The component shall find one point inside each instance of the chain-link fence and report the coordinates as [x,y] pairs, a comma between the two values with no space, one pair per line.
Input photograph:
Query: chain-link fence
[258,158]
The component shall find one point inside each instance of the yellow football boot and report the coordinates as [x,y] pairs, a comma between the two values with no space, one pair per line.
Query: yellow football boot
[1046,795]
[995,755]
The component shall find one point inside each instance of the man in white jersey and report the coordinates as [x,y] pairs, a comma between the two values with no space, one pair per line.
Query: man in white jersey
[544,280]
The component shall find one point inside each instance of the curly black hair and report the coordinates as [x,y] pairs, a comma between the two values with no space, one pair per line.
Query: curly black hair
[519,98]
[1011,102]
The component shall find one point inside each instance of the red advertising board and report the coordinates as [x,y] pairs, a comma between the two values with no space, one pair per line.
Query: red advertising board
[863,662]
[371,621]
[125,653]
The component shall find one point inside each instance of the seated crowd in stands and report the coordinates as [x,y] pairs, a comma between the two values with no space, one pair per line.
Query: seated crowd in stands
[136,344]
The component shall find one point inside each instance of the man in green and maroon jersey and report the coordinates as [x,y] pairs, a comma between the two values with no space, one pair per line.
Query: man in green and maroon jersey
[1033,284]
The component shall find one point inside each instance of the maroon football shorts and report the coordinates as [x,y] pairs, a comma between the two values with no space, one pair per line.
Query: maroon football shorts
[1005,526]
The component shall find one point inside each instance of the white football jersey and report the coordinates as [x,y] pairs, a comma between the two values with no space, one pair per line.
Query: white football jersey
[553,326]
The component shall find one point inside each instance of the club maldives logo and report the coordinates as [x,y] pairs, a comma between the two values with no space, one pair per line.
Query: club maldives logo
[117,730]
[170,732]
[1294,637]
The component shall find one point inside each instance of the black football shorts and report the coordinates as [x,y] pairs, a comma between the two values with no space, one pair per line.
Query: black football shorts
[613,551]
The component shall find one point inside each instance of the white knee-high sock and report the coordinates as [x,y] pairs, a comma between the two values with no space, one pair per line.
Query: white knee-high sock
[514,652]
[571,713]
===
● **Task instructions**: Reproduce the data from the line containing "of the maroon" up to and including the last line of the data, requests included, and offset every coordinate value in the answers by -63.

● **Right answer**:
The component shall find one point inside each instance of the maroon football shorts and report the coordinates as [x,y] pairs, a comma between the two values with no space, one pair per line.
Query: maroon football shorts
[942,463]
The component shall find one point inside each instance of the white football jersey and report the coordinates as [x,y] pairs, a comma between the two values with no space, one pair per line.
Query: white football jersey
[490,263]
The component shall find one point inside each instance of the club maldives logo and report the coordinates as [x,y] pairs, a comma between the two values with no space, one pair per line.
Query: club maldives logo
[54,667]
[107,669]
[1231,574]
The component shall find one point inside each instance of the black football shorts and report the coordinates as [x,y] pairs, a comma between the two values with no space, one pair per line.
Query: black football shorts
[550,488]
The component shall find one point inside each instance of the white knee-high sock and report the coordinates as [x,y] pairs, a comma between the two values with no space, one pair per line.
Query: white knee-high sock
[451,589]
[508,650]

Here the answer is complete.